WRITTEN TASK >>
Arrange every line of the records below as a numbered list, leaving out any blank lines.

Data listing >>
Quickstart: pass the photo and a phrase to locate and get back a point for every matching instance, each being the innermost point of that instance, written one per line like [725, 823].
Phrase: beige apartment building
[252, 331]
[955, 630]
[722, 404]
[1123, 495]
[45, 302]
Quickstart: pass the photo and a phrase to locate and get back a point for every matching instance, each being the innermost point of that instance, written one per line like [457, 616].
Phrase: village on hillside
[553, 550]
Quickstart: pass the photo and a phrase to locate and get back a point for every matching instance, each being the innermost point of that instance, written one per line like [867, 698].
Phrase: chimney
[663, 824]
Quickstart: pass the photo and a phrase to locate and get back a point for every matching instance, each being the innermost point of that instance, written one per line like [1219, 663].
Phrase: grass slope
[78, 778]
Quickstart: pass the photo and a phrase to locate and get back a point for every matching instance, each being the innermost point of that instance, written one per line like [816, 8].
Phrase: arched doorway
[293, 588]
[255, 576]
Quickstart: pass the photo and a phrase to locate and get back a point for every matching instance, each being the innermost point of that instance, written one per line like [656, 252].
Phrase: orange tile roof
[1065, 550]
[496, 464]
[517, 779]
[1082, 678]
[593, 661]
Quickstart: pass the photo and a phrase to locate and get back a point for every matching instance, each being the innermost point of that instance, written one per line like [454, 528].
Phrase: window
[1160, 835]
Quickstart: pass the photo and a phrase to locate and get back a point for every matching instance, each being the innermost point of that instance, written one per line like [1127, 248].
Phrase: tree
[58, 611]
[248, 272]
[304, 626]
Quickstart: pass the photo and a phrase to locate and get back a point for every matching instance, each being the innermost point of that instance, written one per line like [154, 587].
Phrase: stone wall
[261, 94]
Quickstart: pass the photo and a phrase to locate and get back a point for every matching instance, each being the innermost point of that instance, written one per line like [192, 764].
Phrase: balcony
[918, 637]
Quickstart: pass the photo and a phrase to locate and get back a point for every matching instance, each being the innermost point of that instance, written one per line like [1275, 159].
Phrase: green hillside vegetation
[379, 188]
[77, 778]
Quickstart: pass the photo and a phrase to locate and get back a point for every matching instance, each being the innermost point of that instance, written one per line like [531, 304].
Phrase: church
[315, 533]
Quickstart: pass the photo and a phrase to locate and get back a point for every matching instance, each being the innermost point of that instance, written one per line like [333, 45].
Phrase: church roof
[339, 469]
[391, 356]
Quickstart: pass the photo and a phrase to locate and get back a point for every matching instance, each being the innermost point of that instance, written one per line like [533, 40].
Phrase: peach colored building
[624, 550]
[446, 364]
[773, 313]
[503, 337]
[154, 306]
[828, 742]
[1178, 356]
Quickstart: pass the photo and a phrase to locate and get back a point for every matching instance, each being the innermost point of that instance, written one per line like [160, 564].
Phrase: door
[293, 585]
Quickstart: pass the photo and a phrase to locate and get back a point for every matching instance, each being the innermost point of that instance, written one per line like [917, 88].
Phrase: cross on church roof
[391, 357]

TASK ANSWER >>
1. Quickstart: pass the photo and a phrase to locate and get back a point for every matching instance, each being the innermost point of that instance, written one per line like [725, 823].
2. Phrase: beige apartment building
3. [252, 331]
4. [955, 630]
5. [722, 404]
6. [1123, 495]
7. [45, 302]
8. Quickstart: pass the photo and a phrase to locate and get back a point for every matching instance, each being the innermost point of that instance, written one per line like [457, 616].
9. Phrase: village on hillside
10. [553, 550]
11. Quickstart: pass the photo and a phrase to locate and get back a point for every matching instance, each being the innermost point of that instance, written one per line like [867, 698].
12. Phrase: chimney
13. [663, 824]
14. Quickstart: pass the photo and a phrase to locate and get back a point for every matching instance, each being the innermost point of that instance, written one per line like [1219, 663].
15. Phrase: grass slope
16. [78, 778]
17. Quickstart: pass the photo and a phrase to locate and get back a point for every matching instance, each being the innermost point of that instance, written one per line like [816, 8].
18. Phrase: arched doorway
19. [293, 588]
20. [255, 576]
21. Quickstart: pass the photo and a phrase to locate and get back a point for every matching instance, each being the innermost point of that instance, written one per line like [656, 252].
22. Phrase: orange tile roof
23. [1065, 550]
24. [496, 464]
25. [517, 779]
26. [1082, 678]
27. [593, 661]
28. Quickstart: pass the photo and a phrase to locate and get back a point for every matching instance, each being the innermost point of that instance, written one per line like [454, 528].
29. Phrase: window
30. [1160, 835]
31. Quickstart: pass the photo and a phrase to locate and get back a point for every matching instance, each being the innermost point of that instance, written one per line like [1127, 248].
32. Phrase: tree
33. [58, 611]
34. [248, 272]
35. [304, 626]
36. Quickstart: pass the photo and a phrase to locate and get back a point for every matching instance, each being the innermost point of that instance, written one per line like [154, 587].
37. Phrase: stone wall
38. [261, 94]
39. Quickstart: pass the photo and a phrase to locate and get back a point for every matching instance, each being the innermost point of that instance, written one per line like [192, 764].
40. Phrase: balcony
41. [918, 637]
42. Quickstart: pass the photo and a phrase to locate and get back a point for every matching instance, each being the innermost point of that instance, written one per line like [1275, 159].
43. Phrase: green hillside vegetation
44. [379, 188]
45. [77, 778]
46. Quickstart: pass the photo and a phrase to locate and get back a point for every matching instance, each being the innermost point of that instance, written one per line like [531, 304].
47. Phrase: church
48. [315, 533]
49. Quickstart: pass the photo and a phrase to locate and get back a point for every matching instance, each being the innermost point of that instance, written one per line like [333, 45].
50. Phrase: church roof
51. [339, 469]
52. [391, 356]
53. Quickstart: pass the photo and a phrase to locate and get back a point for every matching instance, each being the innermost point of that instance, written one per line like [533, 40].
54. Phrase: peach colored building
55. [624, 550]
56. [446, 364]
57. [773, 313]
58. [503, 337]
59. [154, 306]
60. [828, 742]
61. [1178, 356]
62. Quickstart: pass the photo and a phrase to locate and get back a point for every matching instance, each being the innermost point of that instance, written one per line like [160, 564].
63. Phrase: door
64. [293, 585]
65. Quickstart: pass the photo and a phrase to locate and get back a point for every matching instance, each being the innermost point of that instance, written one per line like [917, 88].
66. Phrase: cross on church roof
67. [391, 357]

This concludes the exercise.